Yasaklar ve tehditlerle bölücülükle mücadele etmenin kesinlikle gerekli olmadığını, aksine bölgelere daha fazla ekonomik ve siyasi özgürlük verilmesi gerektiğini belirten Lifşits’e göre bölgelerin birçok konuda politikalarını bağımsız olarak belirlemesi ve vergi gelirlerinin büyük kısmının bölgelerde kalması gerektiğini söyleyerek sözlerini şöyle tamamladı: “Ve elbette, federal merkezin bölgeler arasındaki sınırları kendi iradesiyle ayarlaması da kabul edilemez. Ve şu anda en acil görev, İnguş davasındaki sanıkları serbest bırakmaktır; ki hem hüküm giymiş olanları, hem de beklemede olanları. Sokurov’un söyledikleri kesinlikle doğru” dedi.

Sivil İnisiyatif Partisi’nin İnguş şubesi lideri Magomed Khazbiev de Kavkaz Reali’ye yaptığı açıklamada, Alexander Sokurov’un Kuzey Kafkasya’ya dair sözlerini ve konumunu destekledi. Khazbiev, “Söylediği her şey doğru. Eğer, devlet başkanıyla, ülkemizde yaşayanların gerçek sorunları hakkında açıkça konuşan daha fazla insan olsaydı Rusya bu uçuruma düşmezdi” dedi.

**Sağlanan Veriler:**
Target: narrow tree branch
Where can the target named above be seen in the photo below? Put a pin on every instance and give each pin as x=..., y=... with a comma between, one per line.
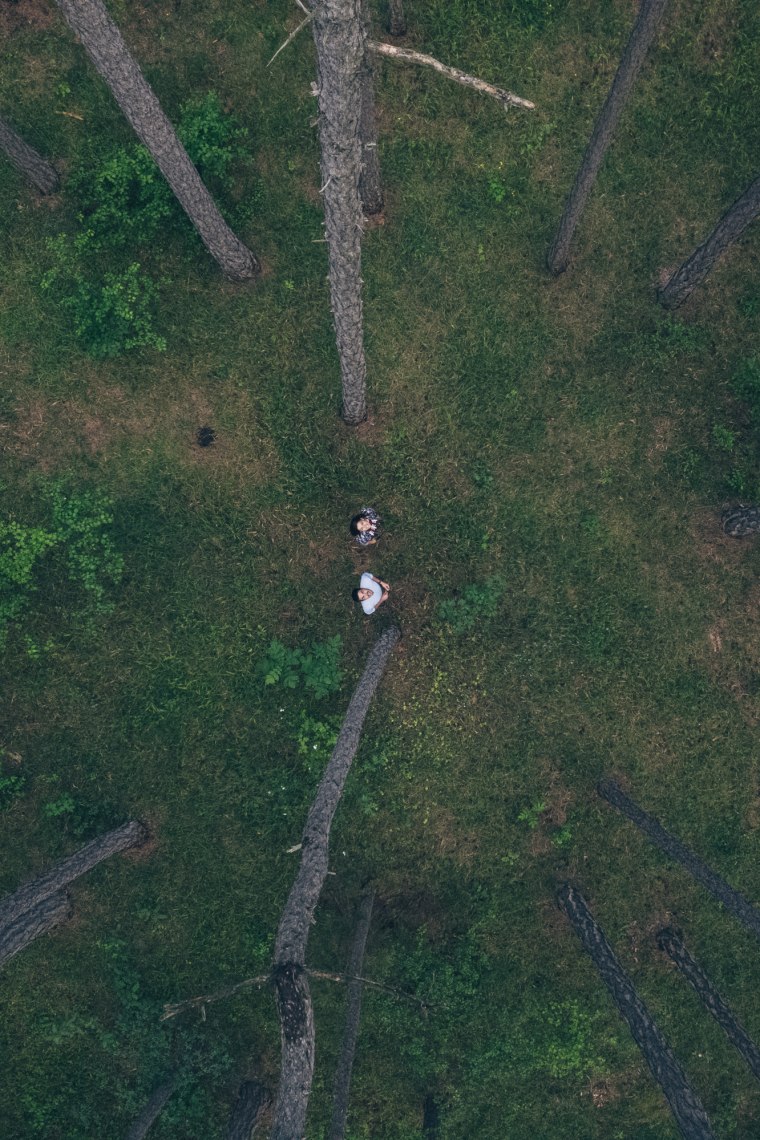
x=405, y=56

**Yapılacak Görevler:**
a) Sokurov'un sözlerine dair metne göre Magomed Khazbiev hangi partinin İnguş şubesinin lideridir?
b) Aşağıdaki ifadelerin Sokurov'un sözlerine dair metinle uyuşup uyuşmadığını belirtin. Her ifade için evet ya da hayır yazın ve karara dayanak olan ifadeyi metinden birebir alıntılayın.
(i) Lifşits, bölücülükle yasaklar ve tehditler yoluyla mücadele edilmesi gerektiğini savunuyor.
(ii) Lifşits'e göre vergi gelirlerinin büyük kısmı bölgelerde kalmalıdır.
(iii) Khazbiev açıklamasını Kavkaz Reali'ye yapmıştır.
c) Sokurov'un sözlerine dair metni, son cümlesinden sonra kaldığı yerden devam ettirin.

**Cevap Listesi:**
a) Sivil İnisiyatif Partisi'nin.

b)
(i) Hayır: "Yasaklar ve tehditlerle bölücülükle mücadele etmenin kesinlikle gerekli olmadığını"
(ii) Evet: "vergi gelirlerinin büyük kısmının bölgelerde kalması gerektiğini"
(iii) Evet: "Kavkaz Reali’ye yaptığı açıklamada"

c)
İnguş eylemci, bugün Rusya’da gerçek bir federal sistem olmadığına, bunun 2000’lerin başında yıkıldığına inanıyor. Ona göre, Moskova tarafından fiilen atanan bölge başkanları halka karşı sorumlu değiller; sadece, başkanlık idaresindeki küratörlerinden korkuyorlar ve onların isteklerini yerine getiriyorlar. Hükümet başkanları, milletvekilleri, bakanların işverenleri de halk değil, Kremlin. “Onlar burada kimseye hiçbir şey borçlu değiller. Bu nedenle, yeni görev alan her bakan, çalışmanın ilk haftalarından itibaren ailesini Moskova’ya taşır. Çalışma süresinde bir daire, yazlık konut, otopark satın alır.  Cumhuriyetimiz küçüktür ve herkes herkesi tanır. Geçtiğimiz yıllarda, eski bakanların neredeyse hiçbiri cumhuriyette kalmadı, hepsi başkente gitti” diye açıklıyor sözlerini Khazbiev.

Milletvekili Khazbiev, Putin’in “ülkede iki bin toprak iddiası” hakkındaki sözleri hakkında da yorumda bulunarak şunları söyledi:

“Sorun 30 yıldır ortada duruyor. Ve yetkililer sorunu çözmek için hiçbir şey yapmadılar. Babamın pasaportunda Şolkhi köyünde doğduğu yazıyor. Şimdi Vladikavkaz’ın bir banliyösü olan Oktyabrsky köyü. Babamın, büyükbabamın doğduğu evde şimdi yabancılar yaşıyor. 1992 savaşından sonra cumhuriyetteki birçok kişi terk edilmiş evlerine geri dönme niyetinde oldukları için, hala karavanlarda kararsız şekilde yaşıyor. Birkaç kuşak zaten bu düşünceyle büyüdü. Ama merkez hiçbir şey olmuyormuş gibi davranarak soruna gözlerini kapatıyor.”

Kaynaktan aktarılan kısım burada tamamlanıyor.